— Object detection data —
====

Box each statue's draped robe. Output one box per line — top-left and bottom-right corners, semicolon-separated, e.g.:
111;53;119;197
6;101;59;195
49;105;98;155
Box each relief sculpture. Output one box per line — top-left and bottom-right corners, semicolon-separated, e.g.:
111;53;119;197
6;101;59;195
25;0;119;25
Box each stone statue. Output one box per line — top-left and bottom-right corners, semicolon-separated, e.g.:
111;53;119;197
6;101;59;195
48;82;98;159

====

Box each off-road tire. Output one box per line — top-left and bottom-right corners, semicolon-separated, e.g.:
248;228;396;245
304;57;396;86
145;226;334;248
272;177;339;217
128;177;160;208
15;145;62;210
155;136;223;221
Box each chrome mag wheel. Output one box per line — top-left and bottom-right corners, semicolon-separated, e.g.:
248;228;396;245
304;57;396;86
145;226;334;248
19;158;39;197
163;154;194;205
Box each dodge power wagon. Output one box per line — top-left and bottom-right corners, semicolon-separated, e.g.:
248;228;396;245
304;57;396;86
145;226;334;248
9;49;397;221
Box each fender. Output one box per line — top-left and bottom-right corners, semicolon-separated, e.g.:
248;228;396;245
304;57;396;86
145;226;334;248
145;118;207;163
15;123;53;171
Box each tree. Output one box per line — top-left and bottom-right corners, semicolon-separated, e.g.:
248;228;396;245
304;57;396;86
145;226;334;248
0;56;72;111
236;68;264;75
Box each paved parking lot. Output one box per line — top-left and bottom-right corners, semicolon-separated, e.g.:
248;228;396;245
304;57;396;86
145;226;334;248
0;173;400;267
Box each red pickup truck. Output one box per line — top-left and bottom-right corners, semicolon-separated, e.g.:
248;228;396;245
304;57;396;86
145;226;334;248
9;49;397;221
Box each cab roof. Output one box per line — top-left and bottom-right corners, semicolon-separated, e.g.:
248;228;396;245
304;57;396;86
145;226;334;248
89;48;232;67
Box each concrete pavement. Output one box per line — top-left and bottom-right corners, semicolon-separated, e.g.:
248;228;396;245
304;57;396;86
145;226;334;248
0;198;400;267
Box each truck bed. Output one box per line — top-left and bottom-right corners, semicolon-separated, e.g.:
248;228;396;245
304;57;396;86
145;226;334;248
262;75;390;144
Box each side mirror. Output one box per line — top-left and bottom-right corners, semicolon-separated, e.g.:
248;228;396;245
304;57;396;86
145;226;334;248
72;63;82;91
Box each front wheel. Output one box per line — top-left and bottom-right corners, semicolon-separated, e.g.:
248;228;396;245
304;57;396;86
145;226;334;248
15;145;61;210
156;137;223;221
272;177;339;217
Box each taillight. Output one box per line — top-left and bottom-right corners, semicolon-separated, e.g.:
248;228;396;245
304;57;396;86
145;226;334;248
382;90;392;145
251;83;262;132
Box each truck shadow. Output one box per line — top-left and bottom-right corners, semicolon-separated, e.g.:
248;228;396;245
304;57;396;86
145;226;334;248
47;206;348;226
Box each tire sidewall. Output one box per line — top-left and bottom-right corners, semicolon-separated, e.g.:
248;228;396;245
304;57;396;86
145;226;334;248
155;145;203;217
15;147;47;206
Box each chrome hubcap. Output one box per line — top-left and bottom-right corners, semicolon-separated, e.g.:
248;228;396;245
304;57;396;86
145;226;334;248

====

— Aim —
Please reproduce, word for word, the part of the data above that opens with the line containing "Box each statue's" and closes with the line containing "48;82;98;159", both of those lines included.

— Solution to the problem —
Box each statue's draped robe. Output one box per line — top-left and bottom-right corners, semicolon-separated, e.g.:
111;53;119;197
6;101;59;195
49;105;98;155
Box each relief sculpture. Output one box per line — top-left and bottom-right corners, semicolon-separated, e.g.:
111;53;119;197
6;101;59;195
25;0;119;25
Box each stone statue. Output one box per line — top-left and bottom-right corners, semicolon-separated, e.g.:
111;53;119;197
6;101;59;195
48;82;98;159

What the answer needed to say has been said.